◆ **Goal of the exercise**: Pull out each line of the material below that contains the string "bread". Letter case matters.

◆ **Task data**:
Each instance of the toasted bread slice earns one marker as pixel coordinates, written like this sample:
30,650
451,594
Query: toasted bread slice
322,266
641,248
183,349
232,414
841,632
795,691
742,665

◆ **Reply to the exercise**:
Each instance of the toasted bread slice earns one marker as pixel coordinates, written like this sample:
Query: toasted bread slice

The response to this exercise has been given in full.